Directions: Repeat each record that follows, keeping it identical.

>>>>

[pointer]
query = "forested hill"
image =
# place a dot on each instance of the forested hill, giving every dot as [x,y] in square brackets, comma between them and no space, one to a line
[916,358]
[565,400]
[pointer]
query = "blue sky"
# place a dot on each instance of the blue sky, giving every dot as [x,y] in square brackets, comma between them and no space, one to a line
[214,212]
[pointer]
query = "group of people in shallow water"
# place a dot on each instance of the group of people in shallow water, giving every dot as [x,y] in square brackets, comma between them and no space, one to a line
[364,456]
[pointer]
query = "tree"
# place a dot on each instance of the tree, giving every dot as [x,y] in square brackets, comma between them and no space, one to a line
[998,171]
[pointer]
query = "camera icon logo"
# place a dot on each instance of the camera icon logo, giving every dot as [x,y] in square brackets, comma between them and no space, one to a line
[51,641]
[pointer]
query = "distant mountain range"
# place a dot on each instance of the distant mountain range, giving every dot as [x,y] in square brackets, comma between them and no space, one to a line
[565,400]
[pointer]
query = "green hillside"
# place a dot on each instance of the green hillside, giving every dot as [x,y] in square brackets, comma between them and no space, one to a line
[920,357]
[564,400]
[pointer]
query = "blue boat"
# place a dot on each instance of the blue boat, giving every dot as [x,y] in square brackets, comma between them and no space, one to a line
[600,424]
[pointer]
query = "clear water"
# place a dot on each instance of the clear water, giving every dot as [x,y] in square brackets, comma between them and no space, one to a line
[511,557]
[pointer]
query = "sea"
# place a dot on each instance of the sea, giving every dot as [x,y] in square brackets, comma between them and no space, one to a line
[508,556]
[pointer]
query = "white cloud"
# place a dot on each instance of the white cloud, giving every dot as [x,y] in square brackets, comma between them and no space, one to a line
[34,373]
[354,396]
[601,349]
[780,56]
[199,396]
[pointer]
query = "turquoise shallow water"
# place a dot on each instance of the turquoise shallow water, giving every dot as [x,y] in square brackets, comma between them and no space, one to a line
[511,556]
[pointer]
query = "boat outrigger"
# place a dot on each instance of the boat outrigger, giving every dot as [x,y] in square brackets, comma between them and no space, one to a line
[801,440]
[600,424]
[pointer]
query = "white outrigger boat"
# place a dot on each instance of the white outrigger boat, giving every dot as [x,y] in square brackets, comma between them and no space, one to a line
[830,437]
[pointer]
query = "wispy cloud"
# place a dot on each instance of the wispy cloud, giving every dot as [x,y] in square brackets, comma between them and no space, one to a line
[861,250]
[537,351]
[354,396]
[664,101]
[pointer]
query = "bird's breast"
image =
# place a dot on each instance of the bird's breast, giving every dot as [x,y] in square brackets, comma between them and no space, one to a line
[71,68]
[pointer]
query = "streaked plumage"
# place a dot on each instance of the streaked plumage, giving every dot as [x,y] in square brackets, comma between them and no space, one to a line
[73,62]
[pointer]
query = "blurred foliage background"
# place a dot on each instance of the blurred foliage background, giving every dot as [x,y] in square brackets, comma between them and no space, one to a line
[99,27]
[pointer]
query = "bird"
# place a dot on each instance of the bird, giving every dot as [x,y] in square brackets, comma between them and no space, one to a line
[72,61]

<<<<

Solution below:
[pointer]
query = "forested hill"
image =
# place a dot on each instance of the forested hill, giving every dot as [x,y] in square brackets, comma between them and no space, one to a line
[916,358]
[565,400]
[pointer]
query = "blue sky"
# place a dot on each instance of the blue sky, giving every dot as [x,y] in square brackets, comma between them and no space, one to a line
[214,212]
[pointer]
query = "group of people in shallow water"
# place a dot on each instance of the group of people in shallow water, giving every dot as [x,y] in square brackets, comma between them and no space, one to a line
[364,456]
[pointer]
query = "tree"
# place a dot on each instance of the tree, giving every dot as [x,y] in square brackets, comma between them and no space, one to a line
[998,171]
[pointer]
query = "camera icon logo"
# place a dot on each instance of the camera icon logo, giving every dot as [x,y] in square brackets, comma between them and no space, one to a line
[51,641]
[pointer]
query = "distant mountain range"
# place a dot on each instance of the distant mountain range, giving every dot as [x,y] in square brackets, comma between them and no space, one to a line
[565,400]
[pointer]
query = "green hillside"
# place a dot on each instance of the green hillside, giving every dot as [x,y] in square brackets, comma between them and no space, one to a line
[920,357]
[564,400]
[pointer]
query = "blue boat"
# place a dot on each instance of the blue boat, giving every dot as [x,y] in square brackets, comma between them and no space, one to a line
[600,424]
[pointer]
query = "clear water"
# place a dot on each instance of the clear water, giving every dot as [x,y] in square brackets, comma between them and no space, one to a line
[511,557]
[pointer]
query = "sea"
# place a dot on each instance of the sea, giving every dot as [x,y] in square brackets, comma between them and no space, one to a line
[508,556]
[pointer]
query = "white cloud"
# place a dot on each instance of the white cloud, giving every dot as [x,y] in square brackets, comma between them and no space, one to a line
[34,373]
[354,396]
[601,349]
[780,56]
[199,396]
[pointer]
query = "turquoise shallow water"
# place a dot on each instance of the turquoise shallow water, giving every dot as [x,y] in square brackets, comma between them and no space, one to a line
[511,556]
[pointer]
query = "boat outrigger"
# place a dot on each instance of the boat outrigger, giving every dot as [x,y] in square brackets, comma between them and no space, one to a line
[801,440]
[600,424]
[pointer]
query = "white outrigger boat"
# place a dot on each instance of the white outrigger boat, giving every dot as [x,y] in square brackets, comma between them and no space, one to a line
[830,437]
[pointer]
query = "wispy cloud"
# place a dot on each instance of the wispy cloud, giving every dot as [x,y] in square brackets, comma between them and no space, one to a line
[861,250]
[537,351]
[354,396]
[664,101]
[pointer]
query = "bird's breast"
image =
# place a dot on each instance of the bird's breast, giving every dot as [x,y] in square brackets, comma between them and no space, one to a line
[71,68]
[pointer]
query = "streaked plumage"
# place a dot on each instance of the streaked plumage, giving every dot as [x,y] in square brackets, comma between them and no space, one to a line
[73,62]
[pointer]
query = "blurred foliage background"
# place a dot on each instance of the blurred foliage background, giving every dot as [x,y] in square brackets, comma between them and no space, one to a line
[99,27]
[pointer]
query = "bird"
# place a dot on each instance of the bird, giving every dot as [x,y] in square brackets, comma between them and no space, one to a line
[72,61]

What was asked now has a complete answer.